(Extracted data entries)

○ ○ ○ ○ ○ ○ ○

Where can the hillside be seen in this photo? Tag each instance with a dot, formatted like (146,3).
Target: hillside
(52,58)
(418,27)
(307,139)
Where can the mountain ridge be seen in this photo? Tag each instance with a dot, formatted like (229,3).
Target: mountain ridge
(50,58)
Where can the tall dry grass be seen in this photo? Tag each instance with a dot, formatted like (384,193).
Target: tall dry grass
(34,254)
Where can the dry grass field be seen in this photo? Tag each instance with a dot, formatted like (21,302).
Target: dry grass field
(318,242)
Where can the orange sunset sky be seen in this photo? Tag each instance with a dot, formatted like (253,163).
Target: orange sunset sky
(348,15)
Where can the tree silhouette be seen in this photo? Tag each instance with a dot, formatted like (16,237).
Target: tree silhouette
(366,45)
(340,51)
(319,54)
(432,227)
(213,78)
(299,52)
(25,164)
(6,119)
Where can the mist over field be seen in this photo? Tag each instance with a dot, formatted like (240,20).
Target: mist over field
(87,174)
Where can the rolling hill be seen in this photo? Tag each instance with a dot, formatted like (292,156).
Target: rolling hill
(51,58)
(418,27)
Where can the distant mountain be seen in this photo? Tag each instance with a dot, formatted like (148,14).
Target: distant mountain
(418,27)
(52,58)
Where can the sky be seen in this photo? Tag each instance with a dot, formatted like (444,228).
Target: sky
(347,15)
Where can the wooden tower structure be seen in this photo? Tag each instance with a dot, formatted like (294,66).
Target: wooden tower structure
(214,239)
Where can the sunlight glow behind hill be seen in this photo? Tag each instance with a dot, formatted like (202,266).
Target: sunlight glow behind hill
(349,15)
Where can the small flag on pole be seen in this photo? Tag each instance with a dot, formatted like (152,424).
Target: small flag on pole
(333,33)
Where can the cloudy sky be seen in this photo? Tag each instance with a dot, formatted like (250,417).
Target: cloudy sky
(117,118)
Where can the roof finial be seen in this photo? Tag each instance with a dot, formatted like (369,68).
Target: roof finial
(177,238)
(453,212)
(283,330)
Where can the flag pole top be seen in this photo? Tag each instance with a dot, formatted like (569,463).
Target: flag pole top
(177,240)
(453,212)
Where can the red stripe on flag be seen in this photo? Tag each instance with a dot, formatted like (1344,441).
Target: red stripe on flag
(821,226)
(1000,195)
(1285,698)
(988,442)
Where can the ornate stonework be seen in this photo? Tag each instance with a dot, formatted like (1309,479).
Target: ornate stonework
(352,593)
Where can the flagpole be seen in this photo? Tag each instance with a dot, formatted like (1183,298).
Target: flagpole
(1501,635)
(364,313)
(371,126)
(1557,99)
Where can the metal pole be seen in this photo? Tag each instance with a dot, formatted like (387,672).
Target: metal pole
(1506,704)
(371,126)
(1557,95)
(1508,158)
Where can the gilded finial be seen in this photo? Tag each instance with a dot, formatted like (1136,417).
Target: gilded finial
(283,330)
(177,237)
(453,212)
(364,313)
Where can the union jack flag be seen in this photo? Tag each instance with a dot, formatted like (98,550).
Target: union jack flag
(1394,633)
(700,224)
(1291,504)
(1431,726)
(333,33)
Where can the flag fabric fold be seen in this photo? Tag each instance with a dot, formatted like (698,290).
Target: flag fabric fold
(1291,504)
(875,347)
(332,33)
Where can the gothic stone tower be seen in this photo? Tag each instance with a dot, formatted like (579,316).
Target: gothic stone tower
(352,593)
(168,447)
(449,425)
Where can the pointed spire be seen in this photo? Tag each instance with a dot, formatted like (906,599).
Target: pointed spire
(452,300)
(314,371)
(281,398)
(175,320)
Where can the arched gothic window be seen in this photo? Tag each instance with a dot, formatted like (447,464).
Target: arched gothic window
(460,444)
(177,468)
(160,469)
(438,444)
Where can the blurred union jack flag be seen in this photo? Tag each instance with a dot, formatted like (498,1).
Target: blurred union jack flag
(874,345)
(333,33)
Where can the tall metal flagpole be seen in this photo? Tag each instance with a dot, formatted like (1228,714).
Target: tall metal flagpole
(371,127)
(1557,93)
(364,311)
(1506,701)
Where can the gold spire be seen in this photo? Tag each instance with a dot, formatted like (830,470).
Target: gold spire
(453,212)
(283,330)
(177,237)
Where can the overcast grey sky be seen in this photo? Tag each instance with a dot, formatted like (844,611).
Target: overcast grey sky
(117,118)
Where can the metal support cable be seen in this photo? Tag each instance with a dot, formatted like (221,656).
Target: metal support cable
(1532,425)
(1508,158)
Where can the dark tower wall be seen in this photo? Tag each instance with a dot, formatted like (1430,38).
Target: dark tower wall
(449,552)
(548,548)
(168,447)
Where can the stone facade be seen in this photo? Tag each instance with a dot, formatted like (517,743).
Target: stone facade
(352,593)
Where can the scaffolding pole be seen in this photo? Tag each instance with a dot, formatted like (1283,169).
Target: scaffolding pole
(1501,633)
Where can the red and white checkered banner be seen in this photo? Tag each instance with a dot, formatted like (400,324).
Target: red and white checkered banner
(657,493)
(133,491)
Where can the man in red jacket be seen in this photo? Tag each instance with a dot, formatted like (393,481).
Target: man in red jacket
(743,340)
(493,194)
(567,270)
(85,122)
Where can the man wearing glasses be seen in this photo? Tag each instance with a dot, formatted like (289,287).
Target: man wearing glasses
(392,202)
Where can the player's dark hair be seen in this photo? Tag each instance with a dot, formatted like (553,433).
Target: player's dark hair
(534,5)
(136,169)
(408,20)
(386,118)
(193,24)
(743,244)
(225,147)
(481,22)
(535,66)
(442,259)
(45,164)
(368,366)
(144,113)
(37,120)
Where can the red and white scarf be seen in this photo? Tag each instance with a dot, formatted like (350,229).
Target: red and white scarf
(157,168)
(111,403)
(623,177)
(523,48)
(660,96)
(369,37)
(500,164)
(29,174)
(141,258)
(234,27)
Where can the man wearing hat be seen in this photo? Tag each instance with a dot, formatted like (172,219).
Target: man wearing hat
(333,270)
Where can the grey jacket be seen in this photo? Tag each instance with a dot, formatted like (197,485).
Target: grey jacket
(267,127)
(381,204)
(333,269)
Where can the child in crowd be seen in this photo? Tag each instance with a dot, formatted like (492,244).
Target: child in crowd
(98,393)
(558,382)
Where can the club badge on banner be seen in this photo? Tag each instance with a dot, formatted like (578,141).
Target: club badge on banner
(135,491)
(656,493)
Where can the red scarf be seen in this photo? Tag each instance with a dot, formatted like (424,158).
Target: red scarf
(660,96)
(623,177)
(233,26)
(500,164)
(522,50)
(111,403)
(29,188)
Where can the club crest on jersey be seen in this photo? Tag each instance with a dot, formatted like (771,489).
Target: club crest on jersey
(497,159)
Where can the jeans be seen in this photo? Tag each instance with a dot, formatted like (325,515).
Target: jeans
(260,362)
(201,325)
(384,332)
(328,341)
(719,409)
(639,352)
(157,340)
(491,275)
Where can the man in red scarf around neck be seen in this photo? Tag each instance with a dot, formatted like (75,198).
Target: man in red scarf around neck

○ ○ ○ ○ ○ ○ ○

§ What this task involves
Repeat the records above exactly, from the first line to the last.

§ Result for this exercise
Where can the hillside be seen in this photo? Tag each instance with a dot, formatted like (146,3).
Target: hillside
(52,58)
(418,27)
(307,139)
Where can the mountain ridge be seen in this photo? Tag each instance with a dot, formatted like (229,3).
Target: mountain ridge
(50,58)
Where can the tall dry grass be seen in this photo? Tag each instance with a dot, formatted like (384,193).
Target: tall dry grass
(34,254)
Where can the dry grass field be seen in this photo? Tag each instance with a dot, formatted like (21,302).
Target: dry grass field
(318,242)
Where can the orange sunset sky be seen in this photo? Tag each instance with a dot, formatted like (253,163).
Target: orange sunset sky
(348,15)
Where can the tree silhouette be seen in this photo? Tag each instance with a dot, formatted like (16,237).
Target: tree silhouette
(366,45)
(340,51)
(319,54)
(432,227)
(213,78)
(299,52)
(25,164)
(6,119)
Where can the mist over field be seen in this photo? Tag each instance with a dot, formatted like (240,20).
Target: mist over field
(87,174)
Where can the rolling hill be seen in this photo? Tag each instance with a dot, formatted like (292,156).
Target: rolling hill
(51,58)
(418,27)
Where can the distant mountain be seen in this photo? Tag each instance with a dot, formatted like (148,14).
Target: distant mountain
(418,27)
(52,58)
Where can the sky be seen in this photo? Tag each instance with a dot, formatted like (444,228).
Target: sky
(347,15)
Where can the wooden tower structure be seen in this photo? Tag each instance with a dot, formatted like (294,66).
Target: wooden tower structure
(214,239)
Where can the sunlight glow behind hill be seen in this photo? Tag each instance with a dot, formatted like (202,266).
Target: sunlight glow behind hill
(349,15)
Where can the small flag on pole be seen in this photo? Tag each instance with a dot, formatted like (152,424).
Target: small flag on pole
(333,33)
Where can the cloudy sky be seen in this photo? Tag each instance with a dot, formatted like (250,417).
Target: cloudy sky
(117,118)
Where can the roof finial be seen in this photo? Tag each instance with a dot, formatted like (369,68).
Target: roof finial
(177,238)
(453,212)
(283,330)
Where can the flag pole top be seen in this photo? Tag each instance with a dot, formatted like (569,463).
Target: flag pole top
(177,240)
(453,212)
Where can the red stripe on flag be seen in this photo? Tag each instance with a dot, formatted like (1344,441).
Target: red stripe on flag
(821,226)
(1000,195)
(1285,698)
(988,442)
Where can the ornate stonework be seen in this photo? Tag each instance with a dot, formatted like (1309,479).
Target: ornate stonework
(352,593)
Where can the flagpole be seen in this photo? Tag each instance with a dot, formatted like (1183,298).
Target: flagpole
(1501,635)
(364,313)
(371,126)
(1557,99)
Where can the metal pole be seen in this photo? Tag each instance with a dot, formatted like (387,672).
Target: metal pole
(1506,704)
(371,126)
(1557,95)
(1508,158)
Where can the gilded finial be seen in this photo? Tag each instance with a dot, formatted like (1136,417).
Target: gilded finial
(283,330)
(177,237)
(453,212)
(364,313)
Where can the union jack flag be seen in this photo? Tag each instance with a dot, formatted like (98,550).
Target: union jack flag
(1394,633)
(700,224)
(1291,504)
(1431,726)
(333,33)
Where can the flag fabric fold be seen in this photo? Tag each instance with a dot, formatted like (698,290).
Target: flag fabric fold
(1291,504)
(875,347)
(332,33)
Where can the gothic stone tower be seen in this photo? Tag each instance with a dot, formatted like (579,316).
Target: gothic stone tower
(352,593)
(168,447)
(449,425)
Where can the pointed spire be seen in this photo? Tag each instance with a dot, formatted like (906,599).
Target: pointed spire
(452,300)
(314,371)
(281,398)
(175,320)
Where can the arched gothic window be seen in this photo? Tag each instance with a dot, formatted like (447,464).
Target: arched gothic window
(460,444)
(177,468)
(160,469)
(438,444)
Where can the blurred union jack flag be seen in this photo? Tag each instance with a dot, formatted like (498,1).
Target: blurred union jack flag
(874,345)
(333,33)
Where can the tall metal flagpole be seen in this photo? Tag each instance with a dot, formatted like (1228,714).
Target: tall metal flagpole
(371,127)
(1557,93)
(364,311)
(1506,701)
Where can the gold spire be seen in this photo? Tag each instance with a dot, formatted like (830,470).
Target: gold spire
(453,212)
(283,330)
(177,237)
Where can the overcast grey sky be seen in this photo? Tag each instance with a dot, formatted like (844,611).
Target: overcast grey sky
(117,118)
Where can the metal support cable be seen in this photo? Tag each instance with a dot, formatted like (221,656).
Target: metal support cable
(1532,425)
(1508,158)
Where can the dark tower wall be seen in this photo? Tag each instance with a dot, formatted like (1430,38).
Target: dark tower wall
(449,552)
(548,548)
(168,447)
Where can the stone facade be seen in this photo? Tag each instance with a dot, formatted like (517,743).
Target: stone facade
(352,593)
Where can the scaffolding pole be seen in this photo? Tag each instance with a dot, formatted like (1283,169).
Target: scaffolding pole
(1501,633)
Where can the red and white checkered banner be seen in this photo? Tag each instance with a dot, formatted like (400,324).
Target: red and white checkered banner
(657,493)
(133,491)
Where can the man in red jacket be seen in this photo? Tag each instance with a dot, formatted like (393,481).
Target: man in red jacket
(743,340)
(493,194)
(567,270)
(85,122)
Where can the man wearing glasses be seen in this photo? Tag each instance with a dot, formatted like (289,287).
Target: man wearing glasses
(392,202)
Where can the player's dark hair be seen in this photo? Tag each instance with a dot, formatted like (553,433).
Target: player's dark hair
(534,5)
(136,169)
(408,20)
(386,118)
(193,24)
(743,244)
(225,147)
(481,22)
(535,66)
(442,259)
(45,164)
(368,366)
(144,113)
(37,120)
Where can the red and white scarf be seen in this photo? Tag each instance with a dot, formatted like (350,229).
Target: red and white scarf
(157,168)
(111,403)
(623,177)
(523,48)
(660,96)
(369,37)
(500,164)
(29,174)
(141,258)
(234,27)
Where can the man wearing hat be seen in this photo? Tag each instance with a dot, formatted like (172,219).
Target: man wearing hat
(333,270)
Where can the grey jacket be seen in this photo? Tag each instance with a dot, formatted like (197,485).
Target: grey jacket
(267,127)
(381,204)
(333,269)
Where can the child in crowd be seen in this photo? Tag each instance with a dot, formatted like (492,244).
Target: child in crowd
(98,393)
(558,382)
Where can the club badge on banner be seen in this photo? Tag each instance with a dot, formatted like (578,141).
Target: club badge on banner
(135,491)
(656,493)
Where can the red scarf be seen in this photo? Tag each instance with a dot, formatted like (424,158).
Target: red scarf
(660,96)
(623,177)
(233,26)
(500,164)
(522,50)
(111,403)
(29,188)
Where can the club crest on jersey be seen in this photo? Tag each instance with a dot, formatted like (771,489).
Target: club crest on jersey
(497,159)
Where can the jeans be seen in this photo? Tag each instance with a dot, formatted like (325,515).
Target: jeans
(260,362)
(201,325)
(384,332)
(328,341)
(719,409)
(639,352)
(157,340)
(491,275)
Where can the man in red scarf around neck be seen in this photo? Tag each instance with a dot, formatted like (75,198).
Target: man in red scarf around neck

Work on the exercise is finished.